_SÉRIE D'EXERCICES_.
1 – Indiquez si chacune des affirmations (a), (b) et (c) concorde avec le texte sur la conciliation famille-travail, en répondant par oui ou par non et en citant tels quels les mots du texte qui tranchent. (a) Dans les années 1980, la conciliation des responsabilités professionnelles et familiales était vue comme un problème propre aux femmes. (b) Pendant la décennie 1990, les heures de travail diminuent. (c) Les services de garde à contribution réduite ont été mis en place en 1997.
2 – Réécrivez le passage du texte sur la conciliation famille-travail qui commence par « En 1997, la » et se termine par « le plus élevé. », en substituant « parents » à « mères ».

_TEXTE À LIRE_.
------------------------------
Les réalités familiales évoluent aussi rapidement. Séparation, monoparentalité, recomposition contribuent à multiplier les configurations possibles.
Pendant les années 1980, la conciliation des responsabilités professionnelles et familiales est considérée comme un problème qui touche spécifiquement les femmes. Les solutions proposées se concentrent sur une meilleure organisation personnelle ou une gestion plus efficace de leur relation avec leur conjoint.
La décennie 1990 est témoin des changements technologiques et de la nécessité de maintenir la concurrence au plan mondial. Ce contexte accroît les pressions, tant sur les organisations que sur les travailleurs. Les heures de travail augmentent, les types d’horaires se multiplient de même que les formes d’emploi. Les structures familiales continuent d’évoluer et le pourcentage de travailleurs assumant des responsabilités familiales auprès d’enfants ou d’aînés progresse.
Dans les milieux de travail, on identifie de mieux en mieux les impacts des difficultés à concilier les responsabilités professionnelles et familiales : absentéisme, perte de productivité, roulement de personnel, les coûts s’additionnent. On cerne peu à peu la responsabilité de l’employeur et les moyens disponibles pour diminuer un peu la tension ressentie par les employés.
En 1997, la mise en place des services de garde à contribution réduite a participé à simplifier la conciliation famille-travail pour un bon nombre de familles québécoises. Cette mesure fait aussi du Québec un des endroits au monde où le nombre de mères de jeunes enfants sur le marché du travail est le plus élevé.
------------------------------
[Annotations de boîtes sur images]

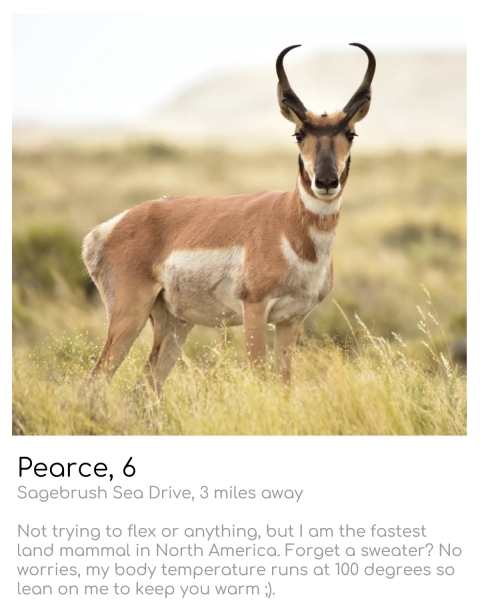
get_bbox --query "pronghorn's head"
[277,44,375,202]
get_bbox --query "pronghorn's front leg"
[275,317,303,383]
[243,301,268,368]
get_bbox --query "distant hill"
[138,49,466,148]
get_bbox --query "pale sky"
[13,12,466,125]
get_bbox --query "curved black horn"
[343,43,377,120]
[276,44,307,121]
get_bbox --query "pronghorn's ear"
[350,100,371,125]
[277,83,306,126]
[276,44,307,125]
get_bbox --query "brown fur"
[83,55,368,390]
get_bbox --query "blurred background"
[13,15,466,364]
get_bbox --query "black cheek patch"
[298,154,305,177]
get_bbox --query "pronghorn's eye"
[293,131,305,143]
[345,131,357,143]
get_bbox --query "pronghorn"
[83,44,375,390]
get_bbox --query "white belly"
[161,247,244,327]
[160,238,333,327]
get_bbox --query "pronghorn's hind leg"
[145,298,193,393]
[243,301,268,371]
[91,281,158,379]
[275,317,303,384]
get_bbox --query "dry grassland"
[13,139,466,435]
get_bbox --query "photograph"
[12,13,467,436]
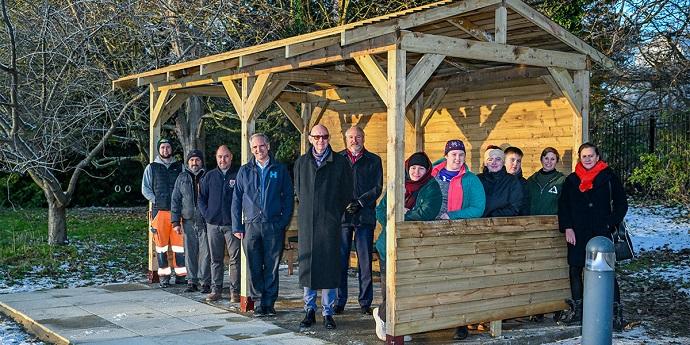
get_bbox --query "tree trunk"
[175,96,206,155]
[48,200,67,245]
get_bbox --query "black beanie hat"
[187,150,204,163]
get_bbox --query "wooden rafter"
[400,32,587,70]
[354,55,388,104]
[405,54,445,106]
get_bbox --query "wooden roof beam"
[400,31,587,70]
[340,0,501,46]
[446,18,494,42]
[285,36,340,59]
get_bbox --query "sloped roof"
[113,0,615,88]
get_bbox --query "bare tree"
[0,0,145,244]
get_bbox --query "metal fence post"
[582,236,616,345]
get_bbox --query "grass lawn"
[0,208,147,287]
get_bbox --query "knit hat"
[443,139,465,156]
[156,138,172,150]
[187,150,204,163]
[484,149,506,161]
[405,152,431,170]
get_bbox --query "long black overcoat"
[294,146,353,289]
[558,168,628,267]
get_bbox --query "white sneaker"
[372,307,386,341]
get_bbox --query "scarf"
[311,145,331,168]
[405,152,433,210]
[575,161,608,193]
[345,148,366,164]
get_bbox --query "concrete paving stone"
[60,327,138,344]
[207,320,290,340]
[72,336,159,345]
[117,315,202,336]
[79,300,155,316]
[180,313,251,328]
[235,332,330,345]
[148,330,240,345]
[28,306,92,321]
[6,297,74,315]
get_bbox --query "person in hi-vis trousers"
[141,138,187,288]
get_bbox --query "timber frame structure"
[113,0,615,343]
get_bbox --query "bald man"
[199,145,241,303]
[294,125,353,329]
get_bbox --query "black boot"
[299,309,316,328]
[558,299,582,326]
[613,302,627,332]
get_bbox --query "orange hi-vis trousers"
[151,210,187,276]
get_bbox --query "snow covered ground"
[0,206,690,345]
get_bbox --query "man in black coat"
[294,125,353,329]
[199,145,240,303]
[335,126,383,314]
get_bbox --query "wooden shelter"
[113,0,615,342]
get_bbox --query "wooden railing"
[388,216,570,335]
------------------------------
_RÉPONSES PAR EXERCICE_.
1 –
(a) Oui : « la conciliation des responsabilités professionnelles et familiales est considérée comme un problème qui touche spécifiquement les femmes »
(b) Non : « Les heures de travail augmentent »
(c) Oui : « En 1997, la mise en place des services de garde à contribution réduite »

2 –
En 1997, la mise en place des services de garde à contribution réduite a participé à simplifier la conciliation famille-travail pour un bon nombre de familles québécoises. Cette mesure fait aussi du Québec un des endroits au monde où le nombre de parents de jeunes enfants sur le marché du travail est le plus élevé.